Produce an exact copy of all the records.

[Start]

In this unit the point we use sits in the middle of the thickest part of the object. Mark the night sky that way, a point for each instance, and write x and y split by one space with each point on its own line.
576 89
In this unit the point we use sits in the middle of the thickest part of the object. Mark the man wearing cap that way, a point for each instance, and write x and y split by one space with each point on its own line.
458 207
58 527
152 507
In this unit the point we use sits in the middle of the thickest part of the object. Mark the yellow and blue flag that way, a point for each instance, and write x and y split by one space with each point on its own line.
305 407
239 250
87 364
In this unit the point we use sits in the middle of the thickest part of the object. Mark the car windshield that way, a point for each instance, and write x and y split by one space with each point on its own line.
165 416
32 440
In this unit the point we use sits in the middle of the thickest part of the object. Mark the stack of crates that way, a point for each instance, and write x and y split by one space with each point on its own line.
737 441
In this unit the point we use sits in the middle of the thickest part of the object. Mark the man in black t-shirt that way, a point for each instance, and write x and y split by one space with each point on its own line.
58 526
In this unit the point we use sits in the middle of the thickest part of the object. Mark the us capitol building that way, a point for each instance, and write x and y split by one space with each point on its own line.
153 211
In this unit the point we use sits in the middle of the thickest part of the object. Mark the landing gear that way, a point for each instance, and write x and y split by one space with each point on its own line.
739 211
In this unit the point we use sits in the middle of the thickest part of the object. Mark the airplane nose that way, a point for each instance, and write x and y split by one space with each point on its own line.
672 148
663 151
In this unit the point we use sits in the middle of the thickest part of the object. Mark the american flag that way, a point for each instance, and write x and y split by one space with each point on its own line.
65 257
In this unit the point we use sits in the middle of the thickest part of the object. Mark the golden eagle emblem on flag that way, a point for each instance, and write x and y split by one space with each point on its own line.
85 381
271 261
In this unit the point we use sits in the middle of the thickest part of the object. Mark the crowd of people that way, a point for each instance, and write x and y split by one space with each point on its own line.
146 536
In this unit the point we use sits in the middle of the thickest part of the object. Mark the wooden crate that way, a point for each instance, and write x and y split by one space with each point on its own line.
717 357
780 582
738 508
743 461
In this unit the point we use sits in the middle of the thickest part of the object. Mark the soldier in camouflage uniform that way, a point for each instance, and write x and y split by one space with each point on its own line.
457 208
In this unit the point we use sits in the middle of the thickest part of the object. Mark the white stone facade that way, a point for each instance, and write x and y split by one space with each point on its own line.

[End]

COMPLETED TASK |
In this unit the point we use sits in the middle of the thickest part of the object. Mark the night sky that way, a point for each instance, and write x and y split by one space with each point on its own line.
576 89
In this unit the point we use sits in the middle of the thickest part of the object. Mark the man wearing cap that way, a point for each instance, and write x and y split by one space with each point on its own line.
458 207
58 527
152 507
In this unit the point we use sits in the middle of the thickest part of the object. Mark the yellow and blue flag that way, a point for each instance, and write x and y split by one space with each point on its own line.
305 407
239 250
87 364
In this unit the point we use sits in the middle of the thickest part of the object. Mark the car windshield that way, a point for each instance, and write x and y split by one space with each point on its own line.
165 416
32 440
In this unit the point we use sits in the middle of the thickest part of the object. Mark the stack of crates that way, a point for each instance, and write x and y split by one space with each point on its own line.
737 441
In this unit the point we use sits in the middle of the thickest part of the object. Mark the man in black t-shirt that way, a point for each instance, and write x and y split by one space with each point on its own line.
58 526
In this unit the point we use sits in the middle of the thickest part of the object. Mark the us capitol building that way, a point for each instance, and write x and y split by one space with each point on its own line.
153 211
In this unit the point we use sits in the middle of the thickest part of the object. Mark the landing gear that way, a point for each instance, and write x and y split by one space with each point on its own line.
739 211
In this unit the point we use sits in the middle of the thickest part of the object. Mark the airplane nose that way, a point for each instance, and write x and y split by one space with each point on its own line.
672 148
663 151
In this unit the point we use sits in the middle of the thickest part of the object. Mark the american flag that way, a point for each instance, and write x and y split by one space with each point on its own line.
65 257
In this unit the point we use sits in the middle of the thickest part of the object. Mark the golden eagle emblem on flag that way, a point for each instance, and write x and y split by one space with each point on its own line.
85 381
271 261
In this unit the point we use sits in the middle of the thickest part of the object. Mark the crowd of people that way, a point for each instance, and write x and y split by one space with each point on its own line.
146 536
In this unit the point we use sits in the middle of the thickest part of the object. Mark the wooden crate that way, a point for each instance, and write x and y split by one space with each point on its own line.
717 357
780 582
738 508
743 461
In this unit the point we use sits in the middle of the thickest part of the object. Mark the soldier in camouflage uniform that way, a point for each instance, and write x and y split by one space with each point on its own line.
457 208
In this unit the point we use sits in the middle of the thickest part of the object. Mark the white stone facade that way, a point for each instance, and write x and y split by one space with each point on its own line.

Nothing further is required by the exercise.